▶ QUESTIONS TO ANSWER
- a) In the custody text, when do orders that forbid exposing children to a paramour end?
- b) Reproduce the passage of the custody text that begins with the words "I know you've" and ends after "the betrayed wife.".

#### EXCERPTED TEXT ####

You MAY have to actually file a claim to enforce anything. Right now you and your husband have 100% custody of your son to take him anywhere and introduce him to anyone. If your husband forces the issue and introduces the OW to your son (and son goes nuts) you MAY consider filing for temporary child custody order (which sets out the temporary visitation arrangement and schedule and includes an order forbidding WH from exposing OW to son or forbidding him from having female unrelated guests during visitation ...whatever you can get in your state). In the alternative, maybe a restraining order against OW (as you can bet she's the one really pushing your husband not to be a wimp and allow you and your son to treat her like the pariah/tramp she is).

It gets tough from there. I've seen situations where there is an order disallowing contact and, guess what, OW shows up "accidentally" whereever WH goes out in public. The divorce case gets filed and throughout the process you spend all sorts of time, money and effort trying to enforce the order only to have the judge/court not care that much. Divorce court is so expensive you end up settling the case and if you force the issue too much, WH just ends up marrying the wh0re (because orders forbidding exposure of children END once the paramours marry). It matters too how good his attorney ends up being and how much fight your husband has in him.

I know you've got a long way to go before all that (you haven't even filed for divorce) but just wanted you to know that we've seen these situations before and some go great (judge is strict and doesn't put up with anything) and other times it's a nightmare for the betrayed wife.

#### INFORMATION PROVIDED ####

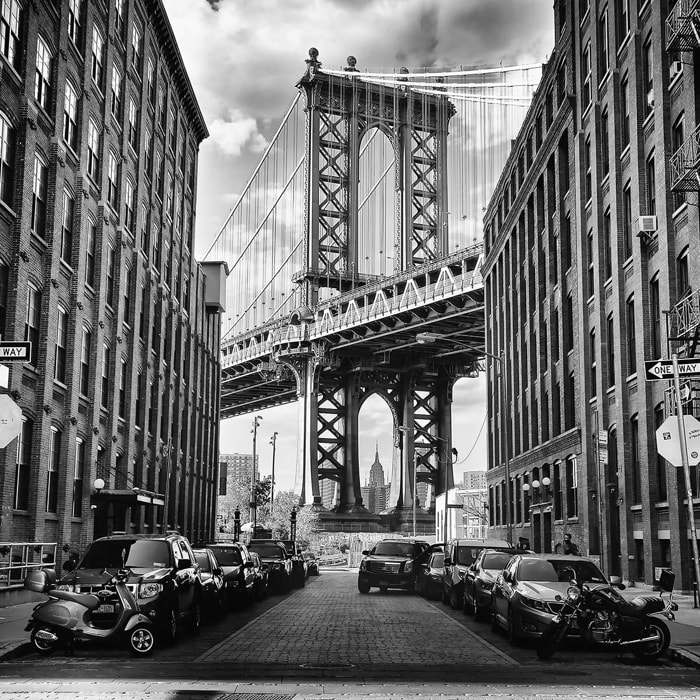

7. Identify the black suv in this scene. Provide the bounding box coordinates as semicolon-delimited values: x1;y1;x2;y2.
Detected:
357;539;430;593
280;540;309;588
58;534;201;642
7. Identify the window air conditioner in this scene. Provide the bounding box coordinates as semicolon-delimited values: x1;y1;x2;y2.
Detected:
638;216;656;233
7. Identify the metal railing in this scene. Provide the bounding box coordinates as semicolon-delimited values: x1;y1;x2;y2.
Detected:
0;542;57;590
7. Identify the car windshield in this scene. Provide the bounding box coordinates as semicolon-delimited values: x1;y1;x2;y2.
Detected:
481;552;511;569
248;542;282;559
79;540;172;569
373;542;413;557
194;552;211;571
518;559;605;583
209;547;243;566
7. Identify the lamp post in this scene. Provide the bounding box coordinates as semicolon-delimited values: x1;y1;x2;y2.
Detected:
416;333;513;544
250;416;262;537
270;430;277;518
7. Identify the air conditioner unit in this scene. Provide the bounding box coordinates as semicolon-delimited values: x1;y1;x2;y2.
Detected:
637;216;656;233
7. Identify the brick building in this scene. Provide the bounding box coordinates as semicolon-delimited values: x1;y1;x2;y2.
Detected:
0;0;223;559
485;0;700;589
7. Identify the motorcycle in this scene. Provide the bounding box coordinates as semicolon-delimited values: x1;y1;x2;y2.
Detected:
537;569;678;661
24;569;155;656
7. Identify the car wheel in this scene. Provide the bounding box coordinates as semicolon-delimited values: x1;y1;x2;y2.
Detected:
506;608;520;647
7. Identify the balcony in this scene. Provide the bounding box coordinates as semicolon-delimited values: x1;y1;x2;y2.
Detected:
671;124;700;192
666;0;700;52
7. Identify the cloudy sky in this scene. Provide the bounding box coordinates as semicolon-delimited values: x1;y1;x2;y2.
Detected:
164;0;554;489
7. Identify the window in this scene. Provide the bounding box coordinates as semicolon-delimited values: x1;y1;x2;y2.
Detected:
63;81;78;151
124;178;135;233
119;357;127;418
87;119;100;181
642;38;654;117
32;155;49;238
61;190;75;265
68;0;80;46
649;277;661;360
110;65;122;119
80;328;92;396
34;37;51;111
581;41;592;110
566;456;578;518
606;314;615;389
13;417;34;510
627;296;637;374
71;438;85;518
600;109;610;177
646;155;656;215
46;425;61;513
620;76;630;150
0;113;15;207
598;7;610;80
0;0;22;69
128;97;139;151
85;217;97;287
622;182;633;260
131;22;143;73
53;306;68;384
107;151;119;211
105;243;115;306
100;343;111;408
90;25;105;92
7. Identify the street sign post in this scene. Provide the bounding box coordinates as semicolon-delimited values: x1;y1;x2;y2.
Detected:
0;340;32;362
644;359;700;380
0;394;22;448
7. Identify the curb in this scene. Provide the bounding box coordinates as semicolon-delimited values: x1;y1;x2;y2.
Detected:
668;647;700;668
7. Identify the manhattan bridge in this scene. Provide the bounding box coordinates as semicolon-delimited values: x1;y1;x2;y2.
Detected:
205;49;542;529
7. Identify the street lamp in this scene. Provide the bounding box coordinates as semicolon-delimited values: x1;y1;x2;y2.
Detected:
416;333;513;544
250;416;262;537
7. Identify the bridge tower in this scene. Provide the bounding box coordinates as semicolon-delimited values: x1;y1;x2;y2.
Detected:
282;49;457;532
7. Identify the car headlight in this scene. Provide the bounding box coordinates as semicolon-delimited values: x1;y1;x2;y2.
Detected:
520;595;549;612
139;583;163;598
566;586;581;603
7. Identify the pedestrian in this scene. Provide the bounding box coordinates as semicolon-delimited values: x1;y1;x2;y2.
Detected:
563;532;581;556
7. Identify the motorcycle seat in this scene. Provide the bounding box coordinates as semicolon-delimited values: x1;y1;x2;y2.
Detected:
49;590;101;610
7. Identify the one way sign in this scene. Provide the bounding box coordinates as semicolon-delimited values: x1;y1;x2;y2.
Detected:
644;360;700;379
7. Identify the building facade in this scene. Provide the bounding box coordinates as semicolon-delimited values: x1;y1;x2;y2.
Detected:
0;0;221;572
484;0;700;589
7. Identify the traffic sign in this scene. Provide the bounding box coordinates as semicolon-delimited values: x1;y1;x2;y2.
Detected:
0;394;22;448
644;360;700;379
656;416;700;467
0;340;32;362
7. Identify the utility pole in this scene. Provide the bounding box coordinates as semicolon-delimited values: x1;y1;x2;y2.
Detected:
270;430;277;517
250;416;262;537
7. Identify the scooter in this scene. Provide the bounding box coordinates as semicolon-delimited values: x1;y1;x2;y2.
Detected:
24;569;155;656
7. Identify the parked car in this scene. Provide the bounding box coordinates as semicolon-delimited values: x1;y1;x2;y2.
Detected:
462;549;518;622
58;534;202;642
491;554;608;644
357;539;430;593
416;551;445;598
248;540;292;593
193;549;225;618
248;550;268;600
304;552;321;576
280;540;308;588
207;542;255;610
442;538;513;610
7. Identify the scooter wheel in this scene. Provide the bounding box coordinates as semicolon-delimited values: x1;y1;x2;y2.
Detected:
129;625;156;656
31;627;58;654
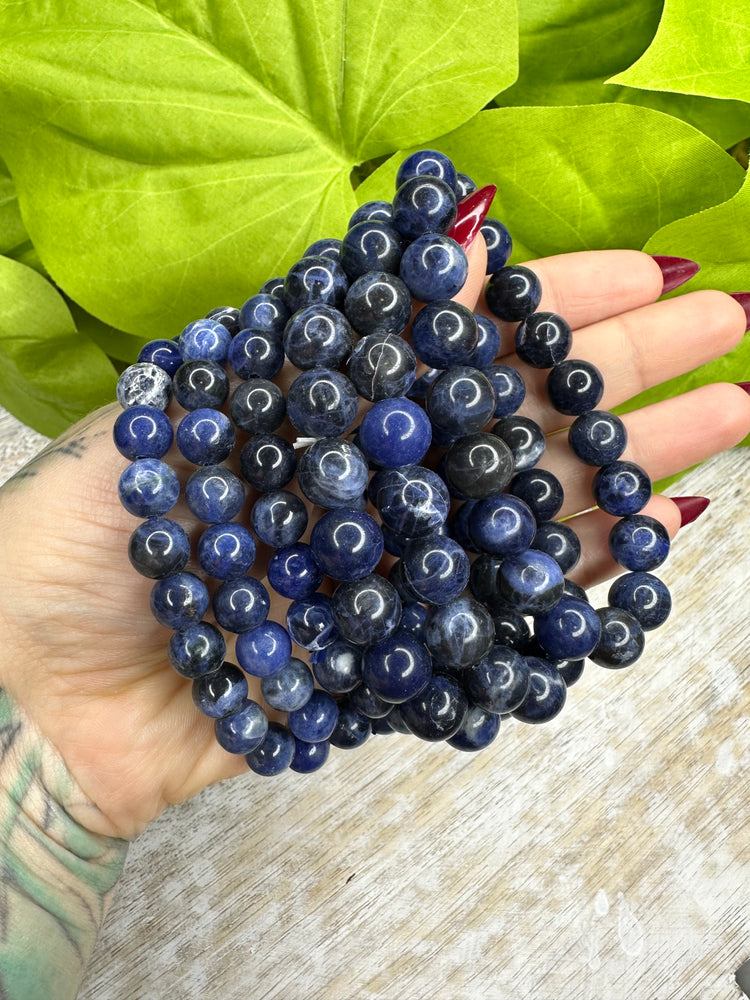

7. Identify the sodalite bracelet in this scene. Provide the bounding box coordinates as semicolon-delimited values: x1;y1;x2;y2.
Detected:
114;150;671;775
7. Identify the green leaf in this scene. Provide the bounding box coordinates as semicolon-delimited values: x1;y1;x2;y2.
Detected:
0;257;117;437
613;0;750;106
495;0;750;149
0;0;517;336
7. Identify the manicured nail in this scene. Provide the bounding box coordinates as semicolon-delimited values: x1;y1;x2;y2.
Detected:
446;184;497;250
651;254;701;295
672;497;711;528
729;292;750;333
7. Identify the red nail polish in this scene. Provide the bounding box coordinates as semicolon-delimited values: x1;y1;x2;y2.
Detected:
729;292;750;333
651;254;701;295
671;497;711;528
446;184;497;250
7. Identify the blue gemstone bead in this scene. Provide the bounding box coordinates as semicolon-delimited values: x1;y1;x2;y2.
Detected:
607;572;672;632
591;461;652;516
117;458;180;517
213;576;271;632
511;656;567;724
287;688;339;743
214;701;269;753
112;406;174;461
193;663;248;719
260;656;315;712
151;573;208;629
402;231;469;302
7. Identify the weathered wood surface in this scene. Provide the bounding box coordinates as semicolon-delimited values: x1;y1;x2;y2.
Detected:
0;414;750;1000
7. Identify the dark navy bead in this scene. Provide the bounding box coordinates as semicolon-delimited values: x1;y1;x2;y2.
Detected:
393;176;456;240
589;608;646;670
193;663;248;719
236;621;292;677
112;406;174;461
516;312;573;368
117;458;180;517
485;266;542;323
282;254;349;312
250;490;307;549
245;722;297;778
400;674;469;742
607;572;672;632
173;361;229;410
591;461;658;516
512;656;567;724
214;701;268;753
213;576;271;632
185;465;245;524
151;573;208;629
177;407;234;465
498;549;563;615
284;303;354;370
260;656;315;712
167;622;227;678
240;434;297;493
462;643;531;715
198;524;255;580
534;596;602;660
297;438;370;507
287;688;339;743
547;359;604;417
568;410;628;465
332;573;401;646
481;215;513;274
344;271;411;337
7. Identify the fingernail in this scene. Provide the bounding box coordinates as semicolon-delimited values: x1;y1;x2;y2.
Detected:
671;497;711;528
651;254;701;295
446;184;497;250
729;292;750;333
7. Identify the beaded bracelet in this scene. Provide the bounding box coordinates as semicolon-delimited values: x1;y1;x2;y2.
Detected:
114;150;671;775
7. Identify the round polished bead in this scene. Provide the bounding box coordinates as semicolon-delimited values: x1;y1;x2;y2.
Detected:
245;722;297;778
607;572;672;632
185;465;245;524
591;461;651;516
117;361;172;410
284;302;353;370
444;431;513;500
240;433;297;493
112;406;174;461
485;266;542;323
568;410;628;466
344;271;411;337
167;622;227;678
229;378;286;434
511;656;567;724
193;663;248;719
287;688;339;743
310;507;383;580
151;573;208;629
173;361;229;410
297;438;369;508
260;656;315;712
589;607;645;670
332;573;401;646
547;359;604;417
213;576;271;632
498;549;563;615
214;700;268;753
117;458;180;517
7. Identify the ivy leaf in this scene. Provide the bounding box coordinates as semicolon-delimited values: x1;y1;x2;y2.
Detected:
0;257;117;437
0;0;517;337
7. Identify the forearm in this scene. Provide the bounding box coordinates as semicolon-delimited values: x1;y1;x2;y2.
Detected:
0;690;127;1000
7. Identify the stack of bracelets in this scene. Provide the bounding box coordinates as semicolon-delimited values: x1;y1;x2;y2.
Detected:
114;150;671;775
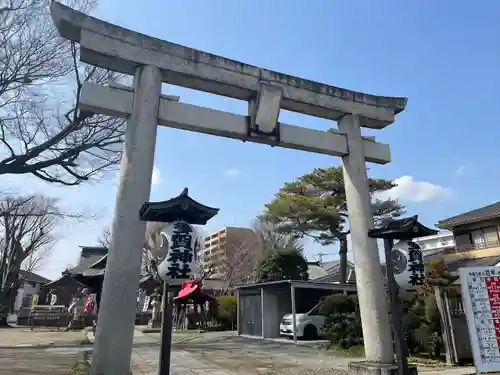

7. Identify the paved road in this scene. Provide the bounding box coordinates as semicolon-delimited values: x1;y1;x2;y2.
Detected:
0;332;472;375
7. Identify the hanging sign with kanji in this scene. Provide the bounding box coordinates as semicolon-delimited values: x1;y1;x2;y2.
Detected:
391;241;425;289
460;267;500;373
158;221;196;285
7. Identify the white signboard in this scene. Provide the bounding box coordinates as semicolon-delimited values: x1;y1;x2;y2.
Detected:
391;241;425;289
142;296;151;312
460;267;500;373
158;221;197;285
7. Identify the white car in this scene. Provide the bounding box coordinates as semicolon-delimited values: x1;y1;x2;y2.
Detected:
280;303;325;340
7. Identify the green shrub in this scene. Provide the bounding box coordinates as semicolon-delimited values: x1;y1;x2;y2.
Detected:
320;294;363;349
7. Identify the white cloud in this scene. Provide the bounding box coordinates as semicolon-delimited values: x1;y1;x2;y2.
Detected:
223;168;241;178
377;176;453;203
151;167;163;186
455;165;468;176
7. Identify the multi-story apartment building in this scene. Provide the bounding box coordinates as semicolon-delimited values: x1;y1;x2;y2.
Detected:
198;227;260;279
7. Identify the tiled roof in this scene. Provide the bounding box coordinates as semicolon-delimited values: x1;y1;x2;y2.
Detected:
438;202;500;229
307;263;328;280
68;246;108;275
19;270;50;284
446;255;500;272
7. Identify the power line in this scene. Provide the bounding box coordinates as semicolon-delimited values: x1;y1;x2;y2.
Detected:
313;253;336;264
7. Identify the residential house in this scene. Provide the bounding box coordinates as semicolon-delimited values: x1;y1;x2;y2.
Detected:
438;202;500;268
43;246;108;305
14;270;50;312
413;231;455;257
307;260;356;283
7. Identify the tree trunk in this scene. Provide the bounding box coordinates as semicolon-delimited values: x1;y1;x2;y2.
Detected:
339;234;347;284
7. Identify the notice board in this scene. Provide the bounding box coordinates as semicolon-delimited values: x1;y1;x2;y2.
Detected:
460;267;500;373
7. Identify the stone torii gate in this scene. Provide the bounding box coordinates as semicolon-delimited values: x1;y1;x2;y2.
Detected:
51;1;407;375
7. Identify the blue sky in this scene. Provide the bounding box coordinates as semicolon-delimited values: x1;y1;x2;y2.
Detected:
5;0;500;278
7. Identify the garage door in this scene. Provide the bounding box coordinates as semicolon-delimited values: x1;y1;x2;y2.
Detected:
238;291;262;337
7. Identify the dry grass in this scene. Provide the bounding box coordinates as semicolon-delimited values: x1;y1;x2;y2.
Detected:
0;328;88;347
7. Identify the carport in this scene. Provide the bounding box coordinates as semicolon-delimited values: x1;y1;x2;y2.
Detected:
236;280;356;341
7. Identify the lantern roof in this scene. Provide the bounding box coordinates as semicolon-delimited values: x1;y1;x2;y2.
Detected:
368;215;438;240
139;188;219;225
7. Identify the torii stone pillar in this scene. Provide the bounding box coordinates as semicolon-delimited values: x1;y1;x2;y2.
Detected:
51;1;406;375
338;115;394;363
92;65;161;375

####

▶ RESPONSES TO THE EXERCISE
- a) They end once the paramours marry.

- b)
I know you've got a long way to go before all that (you haven't even filed for divorce) but just wanted you to know that we've seen these situations before and some go great (judge is strict and doesn't put up with anything) and other times it's a nightmare for the betrayed wife.